[Stored records]

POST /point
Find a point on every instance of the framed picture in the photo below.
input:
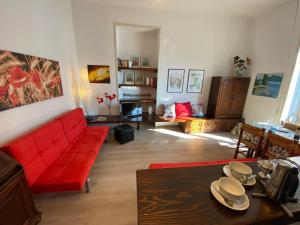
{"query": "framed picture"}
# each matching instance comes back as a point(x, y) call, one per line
point(145, 62)
point(175, 80)
point(135, 61)
point(267, 84)
point(139, 78)
point(99, 74)
point(195, 81)
point(26, 79)
point(128, 77)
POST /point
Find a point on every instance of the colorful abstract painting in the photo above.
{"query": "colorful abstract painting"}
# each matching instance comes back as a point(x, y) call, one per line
point(99, 74)
point(267, 84)
point(26, 79)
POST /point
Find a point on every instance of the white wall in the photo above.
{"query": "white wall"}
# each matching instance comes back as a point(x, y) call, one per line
point(275, 45)
point(44, 29)
point(186, 41)
point(143, 44)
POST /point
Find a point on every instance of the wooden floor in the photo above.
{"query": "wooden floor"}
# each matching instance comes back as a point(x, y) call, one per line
point(112, 200)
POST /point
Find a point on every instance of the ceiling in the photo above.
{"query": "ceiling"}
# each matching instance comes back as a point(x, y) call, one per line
point(243, 8)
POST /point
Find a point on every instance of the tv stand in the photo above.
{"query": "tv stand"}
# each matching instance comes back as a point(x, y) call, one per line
point(145, 118)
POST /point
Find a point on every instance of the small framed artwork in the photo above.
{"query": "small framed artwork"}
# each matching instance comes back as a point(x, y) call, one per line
point(128, 77)
point(267, 84)
point(145, 62)
point(98, 74)
point(135, 61)
point(139, 78)
point(175, 80)
point(195, 81)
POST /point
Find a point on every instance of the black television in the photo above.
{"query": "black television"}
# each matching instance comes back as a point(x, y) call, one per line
point(131, 109)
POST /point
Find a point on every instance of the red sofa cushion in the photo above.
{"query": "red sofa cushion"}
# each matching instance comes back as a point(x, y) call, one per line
point(59, 155)
point(73, 124)
point(183, 109)
point(193, 164)
point(51, 141)
point(25, 151)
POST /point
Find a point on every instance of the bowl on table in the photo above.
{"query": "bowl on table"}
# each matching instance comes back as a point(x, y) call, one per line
point(231, 189)
point(240, 171)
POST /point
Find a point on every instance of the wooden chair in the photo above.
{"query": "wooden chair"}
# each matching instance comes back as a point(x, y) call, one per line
point(280, 147)
point(252, 138)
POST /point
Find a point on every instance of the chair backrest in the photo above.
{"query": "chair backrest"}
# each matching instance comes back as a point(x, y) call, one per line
point(251, 134)
point(255, 131)
point(280, 147)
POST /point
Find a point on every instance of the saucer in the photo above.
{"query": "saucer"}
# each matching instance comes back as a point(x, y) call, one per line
point(243, 205)
point(226, 170)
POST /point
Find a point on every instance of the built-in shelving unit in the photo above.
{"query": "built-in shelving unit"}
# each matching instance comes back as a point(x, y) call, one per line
point(136, 85)
point(148, 69)
point(150, 100)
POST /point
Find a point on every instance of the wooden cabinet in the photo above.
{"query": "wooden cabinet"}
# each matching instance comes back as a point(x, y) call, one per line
point(227, 97)
point(206, 125)
point(16, 203)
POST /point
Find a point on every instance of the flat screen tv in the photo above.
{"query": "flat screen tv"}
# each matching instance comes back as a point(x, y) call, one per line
point(131, 109)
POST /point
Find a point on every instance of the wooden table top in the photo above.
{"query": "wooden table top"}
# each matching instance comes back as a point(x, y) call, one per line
point(181, 196)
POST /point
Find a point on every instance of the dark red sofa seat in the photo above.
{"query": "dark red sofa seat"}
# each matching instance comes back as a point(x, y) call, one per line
point(193, 164)
point(59, 155)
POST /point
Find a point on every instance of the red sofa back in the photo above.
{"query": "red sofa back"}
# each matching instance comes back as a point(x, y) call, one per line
point(40, 148)
point(73, 124)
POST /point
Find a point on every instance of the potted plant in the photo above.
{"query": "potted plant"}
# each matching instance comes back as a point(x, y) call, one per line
point(241, 65)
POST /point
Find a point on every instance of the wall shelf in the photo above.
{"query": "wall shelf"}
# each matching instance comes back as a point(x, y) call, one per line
point(145, 101)
point(153, 70)
point(136, 85)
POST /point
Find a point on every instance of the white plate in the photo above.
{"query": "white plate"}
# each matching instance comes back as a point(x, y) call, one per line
point(226, 170)
point(245, 203)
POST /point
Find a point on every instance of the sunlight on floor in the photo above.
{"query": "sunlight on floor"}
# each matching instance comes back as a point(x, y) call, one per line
point(176, 133)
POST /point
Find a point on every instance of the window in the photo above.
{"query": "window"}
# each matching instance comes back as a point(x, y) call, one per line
point(291, 111)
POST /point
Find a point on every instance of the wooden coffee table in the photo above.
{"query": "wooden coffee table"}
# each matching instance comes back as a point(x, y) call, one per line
point(182, 196)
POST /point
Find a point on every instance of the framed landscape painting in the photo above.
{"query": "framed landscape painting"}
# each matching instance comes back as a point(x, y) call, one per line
point(99, 74)
point(175, 80)
point(26, 79)
point(195, 81)
point(267, 84)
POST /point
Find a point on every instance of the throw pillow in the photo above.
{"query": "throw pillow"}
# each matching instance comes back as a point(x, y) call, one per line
point(183, 109)
point(197, 110)
point(169, 110)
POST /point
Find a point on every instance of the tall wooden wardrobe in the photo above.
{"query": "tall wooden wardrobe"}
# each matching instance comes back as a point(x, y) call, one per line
point(227, 97)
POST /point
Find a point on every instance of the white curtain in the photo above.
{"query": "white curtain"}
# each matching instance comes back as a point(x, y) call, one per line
point(294, 110)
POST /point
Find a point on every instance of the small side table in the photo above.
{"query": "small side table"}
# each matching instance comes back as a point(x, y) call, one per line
point(124, 133)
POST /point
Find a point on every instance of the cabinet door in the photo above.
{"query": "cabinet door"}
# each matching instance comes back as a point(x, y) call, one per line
point(239, 97)
point(225, 98)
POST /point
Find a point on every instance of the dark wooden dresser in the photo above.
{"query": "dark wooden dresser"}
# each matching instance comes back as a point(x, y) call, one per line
point(16, 203)
point(227, 97)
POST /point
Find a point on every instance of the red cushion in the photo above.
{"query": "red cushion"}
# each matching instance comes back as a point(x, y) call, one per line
point(25, 151)
point(62, 178)
point(193, 164)
point(51, 141)
point(183, 109)
point(73, 123)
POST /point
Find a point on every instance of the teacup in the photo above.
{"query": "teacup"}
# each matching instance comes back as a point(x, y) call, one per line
point(231, 189)
point(240, 171)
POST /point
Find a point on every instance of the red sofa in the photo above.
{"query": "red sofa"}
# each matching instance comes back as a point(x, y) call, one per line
point(58, 156)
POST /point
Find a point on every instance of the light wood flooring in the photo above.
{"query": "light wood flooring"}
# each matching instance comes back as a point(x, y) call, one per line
point(112, 200)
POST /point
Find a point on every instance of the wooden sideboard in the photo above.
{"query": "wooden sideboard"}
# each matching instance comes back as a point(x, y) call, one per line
point(207, 125)
point(227, 97)
point(16, 203)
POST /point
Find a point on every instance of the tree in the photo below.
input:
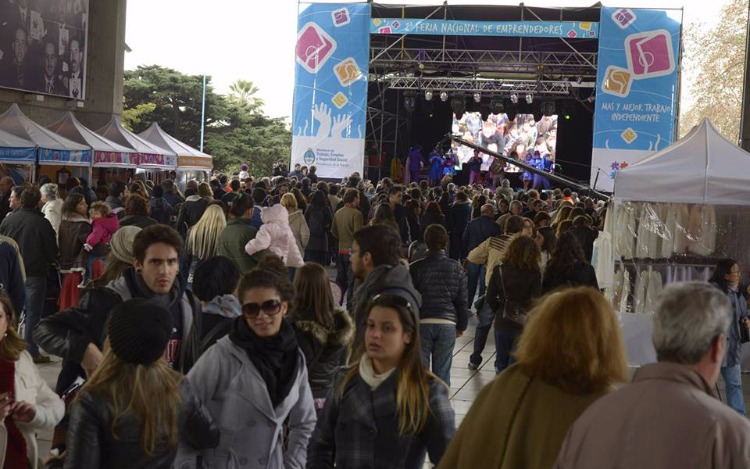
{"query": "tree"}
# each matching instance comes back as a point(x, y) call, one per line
point(236, 130)
point(718, 59)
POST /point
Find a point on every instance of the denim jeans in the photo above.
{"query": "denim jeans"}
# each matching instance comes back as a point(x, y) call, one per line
point(437, 342)
point(475, 277)
point(485, 316)
point(733, 386)
point(36, 289)
point(506, 339)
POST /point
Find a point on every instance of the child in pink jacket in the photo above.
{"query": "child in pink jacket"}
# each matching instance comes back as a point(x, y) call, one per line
point(276, 236)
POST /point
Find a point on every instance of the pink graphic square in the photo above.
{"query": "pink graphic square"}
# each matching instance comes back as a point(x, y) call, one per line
point(341, 17)
point(314, 47)
point(649, 54)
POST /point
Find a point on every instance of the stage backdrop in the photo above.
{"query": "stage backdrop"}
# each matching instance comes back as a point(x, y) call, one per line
point(636, 88)
point(330, 90)
point(43, 47)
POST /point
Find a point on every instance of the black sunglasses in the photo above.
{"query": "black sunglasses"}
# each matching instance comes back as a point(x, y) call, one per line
point(269, 308)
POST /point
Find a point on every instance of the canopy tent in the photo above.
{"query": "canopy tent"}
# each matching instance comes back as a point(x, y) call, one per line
point(188, 158)
point(16, 150)
point(106, 152)
point(149, 156)
point(52, 149)
point(701, 168)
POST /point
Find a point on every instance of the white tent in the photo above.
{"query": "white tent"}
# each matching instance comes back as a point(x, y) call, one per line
point(701, 168)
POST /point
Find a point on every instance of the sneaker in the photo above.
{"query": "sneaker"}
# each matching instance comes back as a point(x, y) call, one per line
point(41, 359)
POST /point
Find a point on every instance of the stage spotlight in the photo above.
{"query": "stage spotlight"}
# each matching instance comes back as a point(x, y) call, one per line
point(497, 106)
point(458, 105)
point(410, 103)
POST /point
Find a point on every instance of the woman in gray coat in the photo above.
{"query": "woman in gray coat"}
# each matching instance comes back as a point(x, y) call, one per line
point(254, 381)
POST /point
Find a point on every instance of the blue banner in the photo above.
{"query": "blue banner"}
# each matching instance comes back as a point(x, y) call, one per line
point(65, 157)
point(25, 155)
point(330, 90)
point(559, 29)
point(636, 88)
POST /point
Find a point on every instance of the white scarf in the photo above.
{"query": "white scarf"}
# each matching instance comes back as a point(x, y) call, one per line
point(367, 372)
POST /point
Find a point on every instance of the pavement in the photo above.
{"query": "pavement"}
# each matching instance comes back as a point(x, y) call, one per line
point(465, 383)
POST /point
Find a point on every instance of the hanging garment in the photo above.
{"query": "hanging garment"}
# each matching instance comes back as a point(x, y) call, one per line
point(702, 230)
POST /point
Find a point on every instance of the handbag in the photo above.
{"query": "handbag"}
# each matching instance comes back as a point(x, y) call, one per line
point(512, 310)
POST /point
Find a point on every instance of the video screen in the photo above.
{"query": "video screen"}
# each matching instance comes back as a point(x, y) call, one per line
point(521, 138)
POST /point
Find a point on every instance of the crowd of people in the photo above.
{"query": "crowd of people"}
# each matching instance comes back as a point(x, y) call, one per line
point(202, 329)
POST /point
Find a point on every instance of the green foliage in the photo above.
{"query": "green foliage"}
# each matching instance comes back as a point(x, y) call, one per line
point(718, 58)
point(236, 129)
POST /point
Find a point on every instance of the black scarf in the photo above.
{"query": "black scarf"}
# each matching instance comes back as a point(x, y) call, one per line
point(274, 357)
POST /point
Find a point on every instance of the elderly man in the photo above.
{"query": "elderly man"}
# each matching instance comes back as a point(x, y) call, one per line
point(668, 416)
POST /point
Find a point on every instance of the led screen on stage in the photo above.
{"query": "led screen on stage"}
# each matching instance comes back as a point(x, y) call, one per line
point(43, 46)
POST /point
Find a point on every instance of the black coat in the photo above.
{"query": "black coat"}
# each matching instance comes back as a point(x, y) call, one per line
point(35, 237)
point(91, 443)
point(326, 351)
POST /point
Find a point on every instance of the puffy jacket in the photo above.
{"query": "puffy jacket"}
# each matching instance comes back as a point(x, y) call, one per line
point(91, 444)
point(442, 283)
point(35, 237)
point(276, 236)
point(73, 233)
point(326, 350)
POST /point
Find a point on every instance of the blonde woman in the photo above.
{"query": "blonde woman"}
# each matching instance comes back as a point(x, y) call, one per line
point(27, 404)
point(388, 410)
point(203, 239)
point(570, 354)
point(297, 221)
point(134, 408)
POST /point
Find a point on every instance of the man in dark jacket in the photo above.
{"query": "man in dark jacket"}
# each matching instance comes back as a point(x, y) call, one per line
point(444, 314)
point(376, 260)
point(78, 333)
point(477, 231)
point(37, 242)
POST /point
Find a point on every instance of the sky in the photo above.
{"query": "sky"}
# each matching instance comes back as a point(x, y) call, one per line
point(254, 40)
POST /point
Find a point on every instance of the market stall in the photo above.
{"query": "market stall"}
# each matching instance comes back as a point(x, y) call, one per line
point(152, 159)
point(56, 155)
point(191, 163)
point(675, 214)
point(111, 161)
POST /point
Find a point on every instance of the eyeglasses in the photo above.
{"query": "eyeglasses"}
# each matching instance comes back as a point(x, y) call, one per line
point(269, 308)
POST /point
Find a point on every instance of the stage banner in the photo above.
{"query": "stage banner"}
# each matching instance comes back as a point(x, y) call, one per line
point(636, 88)
point(330, 89)
point(558, 29)
point(43, 46)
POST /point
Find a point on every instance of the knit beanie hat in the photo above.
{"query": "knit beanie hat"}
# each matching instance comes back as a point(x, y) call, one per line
point(139, 331)
point(121, 243)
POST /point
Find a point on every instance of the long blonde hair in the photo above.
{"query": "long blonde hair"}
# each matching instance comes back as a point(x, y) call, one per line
point(413, 381)
point(203, 238)
point(150, 393)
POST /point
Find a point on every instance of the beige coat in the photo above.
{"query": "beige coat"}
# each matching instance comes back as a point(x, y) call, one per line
point(667, 418)
point(515, 422)
point(31, 388)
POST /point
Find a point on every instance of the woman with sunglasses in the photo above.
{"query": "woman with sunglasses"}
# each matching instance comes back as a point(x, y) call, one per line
point(388, 410)
point(254, 380)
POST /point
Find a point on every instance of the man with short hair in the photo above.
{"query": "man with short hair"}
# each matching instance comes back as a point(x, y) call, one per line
point(668, 416)
point(37, 243)
point(347, 220)
point(376, 260)
point(444, 314)
point(77, 334)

# WHAT THIS TASK INVOLVES
Identify the lines of the data that contain the word "seat". Copy each of them.

# OUTPUT FOR THIS EXERCISE
Find a point on every instance of the dark red sofa seat in the photo above.
{"query": "dark red sofa seat"}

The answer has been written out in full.